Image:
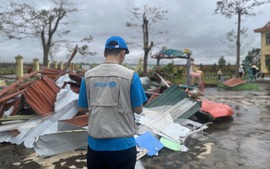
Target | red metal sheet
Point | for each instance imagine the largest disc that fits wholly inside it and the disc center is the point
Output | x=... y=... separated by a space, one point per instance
x=41 y=96
x=216 y=109
x=17 y=82
x=234 y=82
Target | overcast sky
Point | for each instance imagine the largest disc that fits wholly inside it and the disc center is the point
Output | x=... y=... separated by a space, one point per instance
x=191 y=24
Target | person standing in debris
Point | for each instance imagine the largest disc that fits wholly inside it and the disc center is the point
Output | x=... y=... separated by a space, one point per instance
x=241 y=71
x=219 y=75
x=112 y=94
........
_Given exercise_
Rewrite all of the data above, substituting "circle" for every "disc" and changing nothing else. Leave out the pictures.

_Full solution_
Image:
Target | red metal sheet
Point | for each instance imagine the largest circle that fits wholly inside it and the circle center is the point
Output | x=... y=... separated by a space, one point per instance
x=41 y=96
x=216 y=109
x=17 y=82
x=234 y=82
Target | overcast sky
Point | for each instance imagine the largest circle that fits wholly inside it and the circle center is the point
Output | x=... y=... separated by a space, one point per instance
x=191 y=24
Target | person standing in debris
Point | for each instance imagine the largest circle that fits wholly inside it and the circle center is the point
Output | x=... y=... separated by a space, one point per instance
x=241 y=71
x=219 y=75
x=112 y=94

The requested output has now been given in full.